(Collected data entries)
[Start of section]

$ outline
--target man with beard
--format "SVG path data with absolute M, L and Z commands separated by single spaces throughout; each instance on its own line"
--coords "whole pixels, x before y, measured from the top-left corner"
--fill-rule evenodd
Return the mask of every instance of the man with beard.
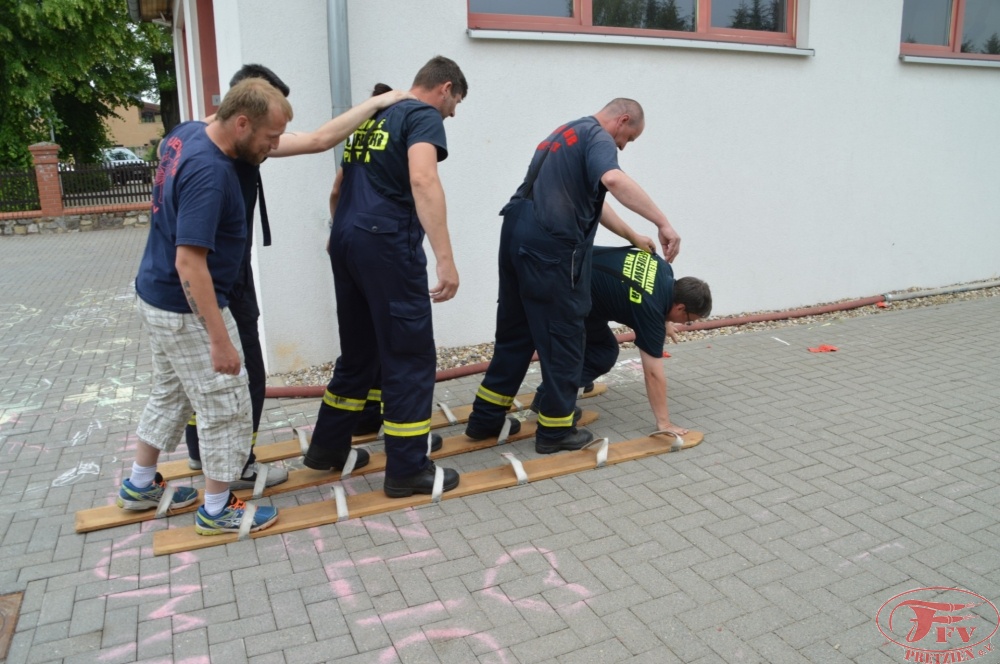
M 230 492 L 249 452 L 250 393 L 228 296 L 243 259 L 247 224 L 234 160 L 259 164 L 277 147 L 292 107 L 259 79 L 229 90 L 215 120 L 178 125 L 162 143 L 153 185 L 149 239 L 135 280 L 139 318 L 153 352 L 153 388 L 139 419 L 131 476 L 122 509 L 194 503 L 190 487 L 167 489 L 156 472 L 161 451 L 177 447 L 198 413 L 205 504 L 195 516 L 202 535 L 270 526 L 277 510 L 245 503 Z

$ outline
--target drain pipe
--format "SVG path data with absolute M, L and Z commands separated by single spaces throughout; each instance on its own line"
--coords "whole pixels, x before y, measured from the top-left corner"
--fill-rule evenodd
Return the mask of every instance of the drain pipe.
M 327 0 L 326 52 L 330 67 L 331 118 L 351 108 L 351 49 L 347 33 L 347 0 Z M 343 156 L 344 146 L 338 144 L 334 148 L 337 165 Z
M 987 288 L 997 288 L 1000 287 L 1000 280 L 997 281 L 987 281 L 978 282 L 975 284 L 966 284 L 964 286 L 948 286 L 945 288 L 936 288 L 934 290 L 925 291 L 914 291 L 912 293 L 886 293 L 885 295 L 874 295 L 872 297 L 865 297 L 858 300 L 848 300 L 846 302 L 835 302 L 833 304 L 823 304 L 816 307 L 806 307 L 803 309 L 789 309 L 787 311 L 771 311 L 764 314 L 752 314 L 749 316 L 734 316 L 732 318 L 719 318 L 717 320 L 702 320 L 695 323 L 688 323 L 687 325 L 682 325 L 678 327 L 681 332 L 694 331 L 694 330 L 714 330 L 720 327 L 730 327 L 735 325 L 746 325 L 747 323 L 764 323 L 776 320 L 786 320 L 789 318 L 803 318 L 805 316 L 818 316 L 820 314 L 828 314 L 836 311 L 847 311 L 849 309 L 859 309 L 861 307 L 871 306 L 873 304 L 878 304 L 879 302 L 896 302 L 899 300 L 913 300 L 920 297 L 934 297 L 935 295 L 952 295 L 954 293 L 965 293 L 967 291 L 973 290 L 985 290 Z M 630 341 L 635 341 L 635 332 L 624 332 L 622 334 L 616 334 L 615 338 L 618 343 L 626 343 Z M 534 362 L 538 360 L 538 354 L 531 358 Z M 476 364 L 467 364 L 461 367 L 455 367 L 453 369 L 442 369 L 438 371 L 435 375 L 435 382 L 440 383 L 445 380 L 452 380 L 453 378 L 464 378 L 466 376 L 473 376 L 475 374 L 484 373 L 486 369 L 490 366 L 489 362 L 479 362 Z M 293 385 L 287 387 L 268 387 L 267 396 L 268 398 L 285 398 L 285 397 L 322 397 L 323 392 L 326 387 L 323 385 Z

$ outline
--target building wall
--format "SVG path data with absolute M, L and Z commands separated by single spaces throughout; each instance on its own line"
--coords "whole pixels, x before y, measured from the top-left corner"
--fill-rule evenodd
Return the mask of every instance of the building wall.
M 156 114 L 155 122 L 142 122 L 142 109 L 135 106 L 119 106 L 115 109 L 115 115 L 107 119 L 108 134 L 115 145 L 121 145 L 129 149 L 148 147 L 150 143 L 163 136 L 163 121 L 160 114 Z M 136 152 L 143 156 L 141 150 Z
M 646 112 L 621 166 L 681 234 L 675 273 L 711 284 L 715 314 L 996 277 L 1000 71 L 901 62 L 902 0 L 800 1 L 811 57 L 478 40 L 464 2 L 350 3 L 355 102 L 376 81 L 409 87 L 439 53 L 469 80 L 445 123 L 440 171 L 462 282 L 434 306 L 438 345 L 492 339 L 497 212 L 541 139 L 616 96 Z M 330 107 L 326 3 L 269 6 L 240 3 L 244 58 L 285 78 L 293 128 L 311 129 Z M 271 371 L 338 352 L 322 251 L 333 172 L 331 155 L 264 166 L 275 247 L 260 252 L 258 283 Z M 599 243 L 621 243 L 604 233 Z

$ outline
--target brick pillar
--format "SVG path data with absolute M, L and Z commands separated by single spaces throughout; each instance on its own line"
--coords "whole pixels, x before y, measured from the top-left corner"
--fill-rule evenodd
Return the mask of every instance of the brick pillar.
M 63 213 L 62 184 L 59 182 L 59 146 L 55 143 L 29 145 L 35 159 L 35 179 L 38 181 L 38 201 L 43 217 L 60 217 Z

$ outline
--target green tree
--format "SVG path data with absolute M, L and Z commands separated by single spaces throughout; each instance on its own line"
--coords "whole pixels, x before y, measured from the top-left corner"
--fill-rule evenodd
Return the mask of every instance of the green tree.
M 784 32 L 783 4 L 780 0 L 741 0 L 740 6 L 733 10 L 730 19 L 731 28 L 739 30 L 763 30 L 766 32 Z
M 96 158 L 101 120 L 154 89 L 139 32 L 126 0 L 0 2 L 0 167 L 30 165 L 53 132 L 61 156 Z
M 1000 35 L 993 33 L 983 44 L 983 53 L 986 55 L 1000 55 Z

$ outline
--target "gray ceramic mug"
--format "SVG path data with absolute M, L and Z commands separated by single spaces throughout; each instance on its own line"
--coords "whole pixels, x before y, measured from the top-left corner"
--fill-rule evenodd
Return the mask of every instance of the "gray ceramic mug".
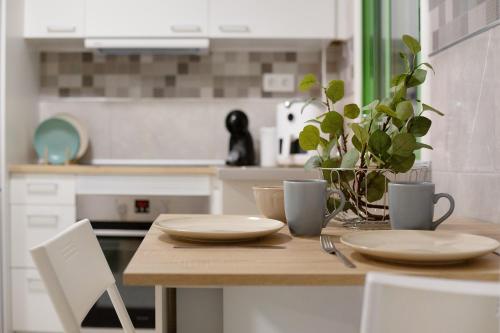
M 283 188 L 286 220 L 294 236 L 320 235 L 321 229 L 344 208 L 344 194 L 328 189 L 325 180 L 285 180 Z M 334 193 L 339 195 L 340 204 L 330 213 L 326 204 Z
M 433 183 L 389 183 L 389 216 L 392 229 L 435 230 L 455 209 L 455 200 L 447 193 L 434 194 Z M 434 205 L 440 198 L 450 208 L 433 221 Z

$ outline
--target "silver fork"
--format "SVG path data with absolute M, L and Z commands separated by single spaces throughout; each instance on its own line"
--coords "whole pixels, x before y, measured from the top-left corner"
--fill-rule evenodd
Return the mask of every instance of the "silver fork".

[End of section]

INSTRUCTIONS TO FOLLOW → Each line in which the string "target" is found must be copied from the data.

EXERCISE SOLUTION →
--target man with beard
--target drain pipe
--target building wall
--target brick pillar
--target green tree
--target "gray ceramic mug"
--target "silver fork"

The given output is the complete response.